• [GIVEN INFORMATION]
■ ■ ■ ■ ■

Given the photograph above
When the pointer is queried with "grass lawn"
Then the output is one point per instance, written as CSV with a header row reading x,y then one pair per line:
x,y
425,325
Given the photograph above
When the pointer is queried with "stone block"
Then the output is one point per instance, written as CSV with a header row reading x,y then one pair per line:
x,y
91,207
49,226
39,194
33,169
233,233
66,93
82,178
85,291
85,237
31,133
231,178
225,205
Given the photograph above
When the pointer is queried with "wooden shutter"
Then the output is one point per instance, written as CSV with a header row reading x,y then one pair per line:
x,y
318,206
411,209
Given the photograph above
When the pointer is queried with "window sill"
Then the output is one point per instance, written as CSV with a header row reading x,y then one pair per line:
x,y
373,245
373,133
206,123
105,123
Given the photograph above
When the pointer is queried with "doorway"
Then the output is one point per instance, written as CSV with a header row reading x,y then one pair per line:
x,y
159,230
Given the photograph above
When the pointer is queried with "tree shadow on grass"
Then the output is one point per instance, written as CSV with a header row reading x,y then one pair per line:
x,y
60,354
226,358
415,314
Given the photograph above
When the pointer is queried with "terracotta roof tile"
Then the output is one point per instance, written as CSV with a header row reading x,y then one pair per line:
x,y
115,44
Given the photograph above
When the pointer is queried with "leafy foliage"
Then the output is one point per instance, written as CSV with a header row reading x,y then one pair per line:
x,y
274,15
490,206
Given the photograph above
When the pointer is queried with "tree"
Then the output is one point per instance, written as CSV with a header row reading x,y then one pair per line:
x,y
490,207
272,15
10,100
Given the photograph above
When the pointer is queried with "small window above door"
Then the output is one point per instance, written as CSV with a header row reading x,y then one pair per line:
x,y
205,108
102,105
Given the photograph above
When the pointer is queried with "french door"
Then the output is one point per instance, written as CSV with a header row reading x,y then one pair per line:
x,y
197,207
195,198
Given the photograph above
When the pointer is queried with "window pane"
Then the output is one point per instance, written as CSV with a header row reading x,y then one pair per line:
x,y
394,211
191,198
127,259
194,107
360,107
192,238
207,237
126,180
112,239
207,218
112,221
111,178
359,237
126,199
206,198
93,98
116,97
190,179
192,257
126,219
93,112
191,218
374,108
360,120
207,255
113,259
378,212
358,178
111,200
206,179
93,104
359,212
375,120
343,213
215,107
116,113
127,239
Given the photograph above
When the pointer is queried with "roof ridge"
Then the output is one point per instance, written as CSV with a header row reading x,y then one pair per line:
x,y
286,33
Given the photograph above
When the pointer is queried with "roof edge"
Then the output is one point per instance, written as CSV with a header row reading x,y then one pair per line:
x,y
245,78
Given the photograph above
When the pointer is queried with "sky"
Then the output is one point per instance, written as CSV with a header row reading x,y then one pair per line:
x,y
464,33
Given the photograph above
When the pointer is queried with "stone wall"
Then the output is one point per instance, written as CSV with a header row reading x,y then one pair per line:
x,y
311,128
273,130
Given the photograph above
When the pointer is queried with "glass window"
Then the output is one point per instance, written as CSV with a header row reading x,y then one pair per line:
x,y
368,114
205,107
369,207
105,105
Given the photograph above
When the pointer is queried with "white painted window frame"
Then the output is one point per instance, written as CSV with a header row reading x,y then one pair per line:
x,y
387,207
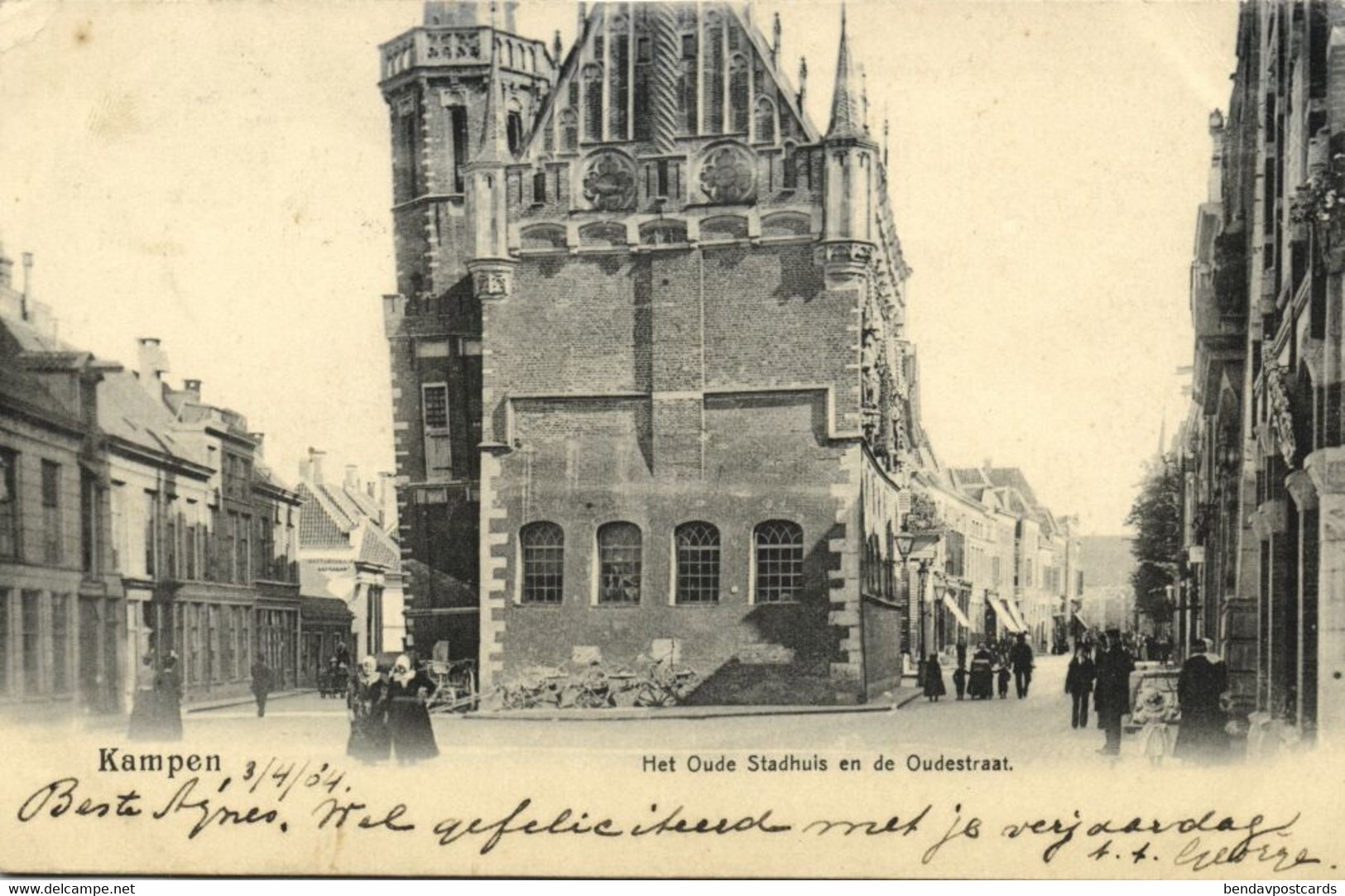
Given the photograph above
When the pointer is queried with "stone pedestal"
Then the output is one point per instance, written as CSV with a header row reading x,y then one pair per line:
x,y
1327,467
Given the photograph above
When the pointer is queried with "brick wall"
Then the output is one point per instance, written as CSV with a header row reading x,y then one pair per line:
x,y
596,377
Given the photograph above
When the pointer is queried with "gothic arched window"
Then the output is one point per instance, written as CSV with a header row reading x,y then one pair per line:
x,y
778,547
697,563
593,101
619,563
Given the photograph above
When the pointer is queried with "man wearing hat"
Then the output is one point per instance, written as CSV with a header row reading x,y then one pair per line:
x,y
1112,691
1204,678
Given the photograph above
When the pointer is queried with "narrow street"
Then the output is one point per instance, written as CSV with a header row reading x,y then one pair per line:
x,y
1030,732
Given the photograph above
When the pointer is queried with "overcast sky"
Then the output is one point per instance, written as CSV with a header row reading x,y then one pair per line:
x,y
217,175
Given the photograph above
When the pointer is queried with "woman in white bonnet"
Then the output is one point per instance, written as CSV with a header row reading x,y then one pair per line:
x,y
369,736
408,720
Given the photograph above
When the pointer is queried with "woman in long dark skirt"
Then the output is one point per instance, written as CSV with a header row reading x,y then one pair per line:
x,y
981,683
370,740
408,720
934,680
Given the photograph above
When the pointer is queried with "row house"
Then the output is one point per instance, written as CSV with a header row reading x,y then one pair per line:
x,y
204,534
348,553
1262,453
1037,568
60,601
135,521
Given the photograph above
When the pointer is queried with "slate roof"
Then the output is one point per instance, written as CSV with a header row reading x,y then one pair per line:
x,y
127,410
23,389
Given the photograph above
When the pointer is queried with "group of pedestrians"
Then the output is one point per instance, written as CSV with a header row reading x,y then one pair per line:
x,y
1104,676
156,709
1196,708
992,666
387,713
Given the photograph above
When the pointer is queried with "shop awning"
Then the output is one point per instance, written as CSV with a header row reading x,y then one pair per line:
x,y
957,611
1002,615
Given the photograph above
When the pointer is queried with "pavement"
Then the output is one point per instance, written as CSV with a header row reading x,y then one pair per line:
x,y
1030,732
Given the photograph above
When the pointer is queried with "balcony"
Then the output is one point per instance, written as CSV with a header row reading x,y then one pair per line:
x,y
445,47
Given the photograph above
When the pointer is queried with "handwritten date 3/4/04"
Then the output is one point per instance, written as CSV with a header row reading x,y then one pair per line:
x,y
283,797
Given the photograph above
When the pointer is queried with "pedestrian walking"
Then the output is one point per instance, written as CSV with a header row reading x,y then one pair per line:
x,y
979,683
168,700
1079,681
1020,657
262,683
144,708
408,720
370,740
934,680
1112,691
1204,678
1155,711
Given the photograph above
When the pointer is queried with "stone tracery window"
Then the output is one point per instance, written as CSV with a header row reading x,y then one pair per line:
x,y
542,548
697,564
619,556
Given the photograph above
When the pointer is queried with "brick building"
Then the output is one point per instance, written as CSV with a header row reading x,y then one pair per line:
x,y
135,520
1263,448
60,604
651,381
348,552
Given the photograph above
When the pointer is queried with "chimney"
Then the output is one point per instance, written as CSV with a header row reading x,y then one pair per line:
x,y
27,284
315,466
154,363
1216,161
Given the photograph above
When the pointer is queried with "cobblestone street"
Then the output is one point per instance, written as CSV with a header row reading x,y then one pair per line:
x,y
1032,732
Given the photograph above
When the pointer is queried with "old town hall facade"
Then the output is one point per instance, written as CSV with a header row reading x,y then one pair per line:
x,y
651,386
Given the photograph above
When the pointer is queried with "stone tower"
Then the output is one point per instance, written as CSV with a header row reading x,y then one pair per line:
x,y
462,90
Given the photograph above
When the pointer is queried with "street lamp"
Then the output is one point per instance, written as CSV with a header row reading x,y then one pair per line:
x,y
919,547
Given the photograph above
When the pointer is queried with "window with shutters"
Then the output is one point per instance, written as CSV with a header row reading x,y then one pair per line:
x,y
697,563
619,563
542,553
593,101
458,122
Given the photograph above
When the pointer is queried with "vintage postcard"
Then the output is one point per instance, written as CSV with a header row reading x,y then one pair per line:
x,y
899,438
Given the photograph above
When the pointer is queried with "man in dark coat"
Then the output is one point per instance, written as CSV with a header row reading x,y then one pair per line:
x,y
262,683
1079,685
1112,691
408,720
168,700
1020,657
981,683
1204,678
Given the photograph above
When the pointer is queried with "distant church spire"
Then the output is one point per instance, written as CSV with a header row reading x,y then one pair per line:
x,y
846,113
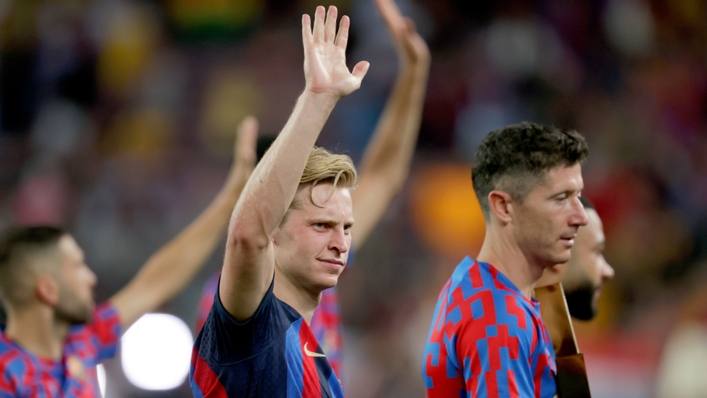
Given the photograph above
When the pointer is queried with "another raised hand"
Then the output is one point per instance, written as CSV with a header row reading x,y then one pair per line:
x,y
169,270
243,156
325,55
386,162
412,49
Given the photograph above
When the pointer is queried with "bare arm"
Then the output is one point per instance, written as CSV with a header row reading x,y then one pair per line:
x,y
386,163
249,265
169,270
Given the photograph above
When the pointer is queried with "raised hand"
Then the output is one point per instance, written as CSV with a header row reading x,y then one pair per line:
x,y
411,47
243,155
325,67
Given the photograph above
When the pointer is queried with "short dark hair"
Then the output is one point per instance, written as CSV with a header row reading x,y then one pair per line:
x,y
515,158
587,203
15,243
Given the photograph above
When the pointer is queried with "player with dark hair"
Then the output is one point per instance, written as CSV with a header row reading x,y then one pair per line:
x,y
382,175
585,274
55,335
487,337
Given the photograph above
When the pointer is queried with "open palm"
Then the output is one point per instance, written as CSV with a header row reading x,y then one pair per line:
x,y
325,55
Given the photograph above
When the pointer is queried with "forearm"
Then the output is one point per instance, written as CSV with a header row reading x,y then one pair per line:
x,y
274,182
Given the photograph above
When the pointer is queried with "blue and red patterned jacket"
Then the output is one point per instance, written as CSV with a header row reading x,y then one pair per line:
x,y
487,340
23,375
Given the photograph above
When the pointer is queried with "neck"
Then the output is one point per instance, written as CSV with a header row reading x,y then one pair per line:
x,y
508,258
297,297
37,331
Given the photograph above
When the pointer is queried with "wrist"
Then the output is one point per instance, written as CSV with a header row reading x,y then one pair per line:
x,y
326,100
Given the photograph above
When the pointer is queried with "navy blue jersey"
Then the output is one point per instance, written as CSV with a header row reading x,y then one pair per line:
x,y
272,354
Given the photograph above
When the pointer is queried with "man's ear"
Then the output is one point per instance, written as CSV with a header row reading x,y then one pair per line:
x,y
501,205
47,289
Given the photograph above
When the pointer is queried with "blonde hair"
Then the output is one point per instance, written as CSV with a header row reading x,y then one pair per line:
x,y
327,168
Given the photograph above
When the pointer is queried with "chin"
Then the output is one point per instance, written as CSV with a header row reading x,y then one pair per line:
x,y
327,282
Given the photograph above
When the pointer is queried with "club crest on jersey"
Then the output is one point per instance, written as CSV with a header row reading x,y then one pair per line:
x,y
75,367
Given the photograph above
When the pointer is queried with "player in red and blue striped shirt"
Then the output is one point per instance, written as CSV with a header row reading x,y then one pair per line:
x,y
382,175
487,338
54,336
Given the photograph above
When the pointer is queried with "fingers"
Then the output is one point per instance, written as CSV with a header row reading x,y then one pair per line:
x,y
391,14
330,25
342,38
306,30
246,140
360,70
318,32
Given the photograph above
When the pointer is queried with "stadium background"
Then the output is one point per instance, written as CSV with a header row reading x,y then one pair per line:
x,y
117,120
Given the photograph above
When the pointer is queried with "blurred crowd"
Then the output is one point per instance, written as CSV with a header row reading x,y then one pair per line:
x,y
117,119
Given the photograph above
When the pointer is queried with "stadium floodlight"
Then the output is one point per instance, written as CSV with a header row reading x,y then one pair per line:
x,y
101,374
156,351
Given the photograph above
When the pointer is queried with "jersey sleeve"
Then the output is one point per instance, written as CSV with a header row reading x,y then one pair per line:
x,y
206,301
104,331
6,389
223,339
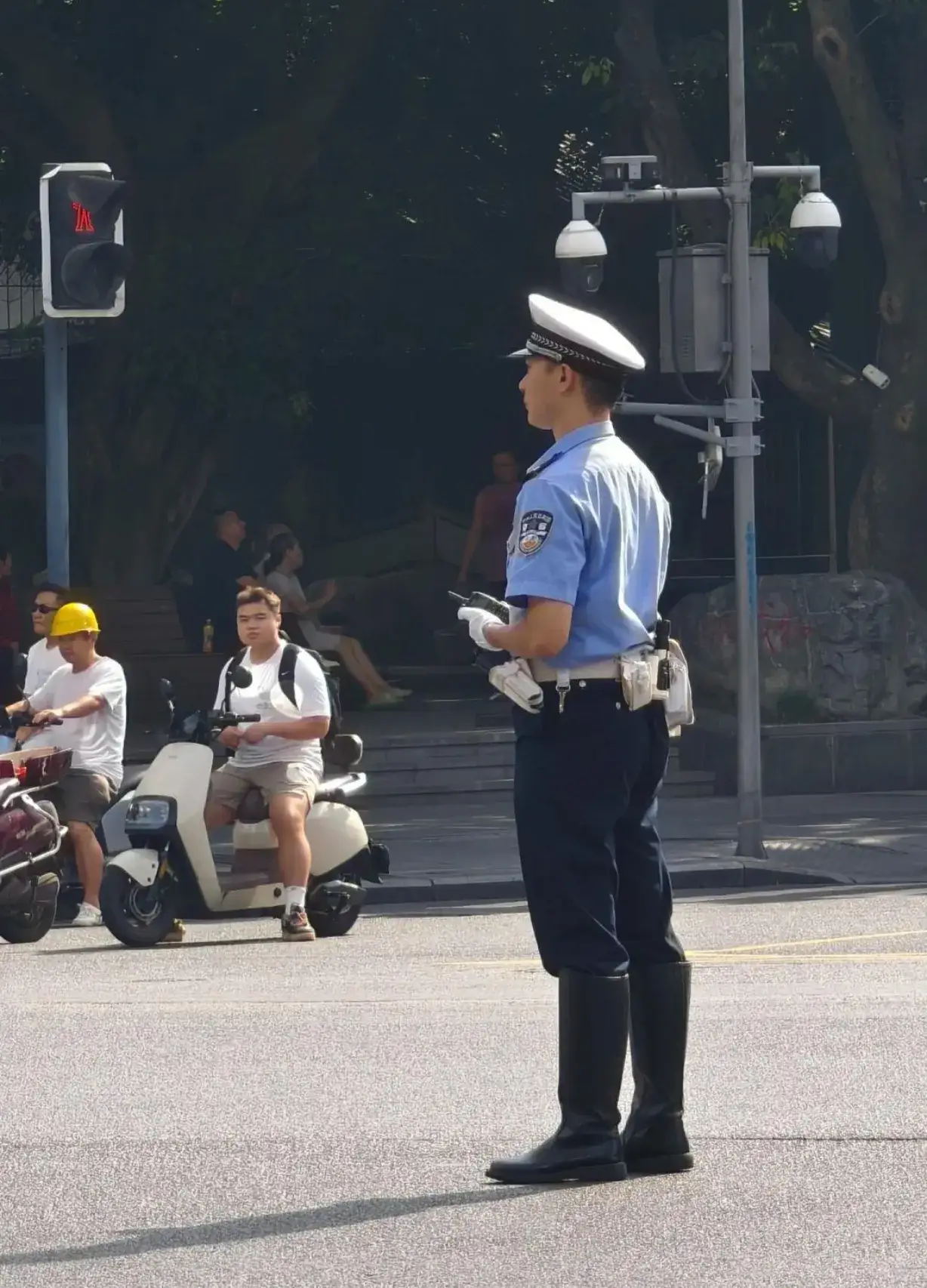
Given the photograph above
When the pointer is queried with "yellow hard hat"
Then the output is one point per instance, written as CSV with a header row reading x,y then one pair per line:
x,y
72,618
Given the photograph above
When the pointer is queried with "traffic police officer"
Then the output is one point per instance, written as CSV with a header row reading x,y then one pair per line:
x,y
587,560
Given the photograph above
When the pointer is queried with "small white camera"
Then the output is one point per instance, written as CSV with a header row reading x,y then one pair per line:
x,y
581,253
876,377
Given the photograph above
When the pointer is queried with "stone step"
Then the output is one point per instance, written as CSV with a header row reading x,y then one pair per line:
x,y
489,772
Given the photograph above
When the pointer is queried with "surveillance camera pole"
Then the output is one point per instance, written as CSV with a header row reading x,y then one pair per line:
x,y
738,182
742,410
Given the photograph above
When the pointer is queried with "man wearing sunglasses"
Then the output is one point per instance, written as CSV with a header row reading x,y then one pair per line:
x,y
44,657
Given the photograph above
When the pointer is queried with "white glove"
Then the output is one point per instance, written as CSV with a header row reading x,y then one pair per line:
x,y
478,620
518,684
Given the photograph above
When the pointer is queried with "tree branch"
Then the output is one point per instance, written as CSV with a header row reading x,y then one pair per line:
x,y
872,135
797,365
60,85
288,146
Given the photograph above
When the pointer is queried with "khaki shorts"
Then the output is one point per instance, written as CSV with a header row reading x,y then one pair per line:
x,y
82,797
232,782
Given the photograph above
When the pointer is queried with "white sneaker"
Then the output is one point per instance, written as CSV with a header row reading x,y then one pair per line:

■ ■ ■ ■ ■

• [REQUIREMENT]
Search the data for the string "hair" and copy each line where it appears.

• [PROBLEM SOLUTION]
When the pointer is queried with "short dark hair"
When the pointer is queried with "player with dark hair"
When the pointer is queried with "blonde hair"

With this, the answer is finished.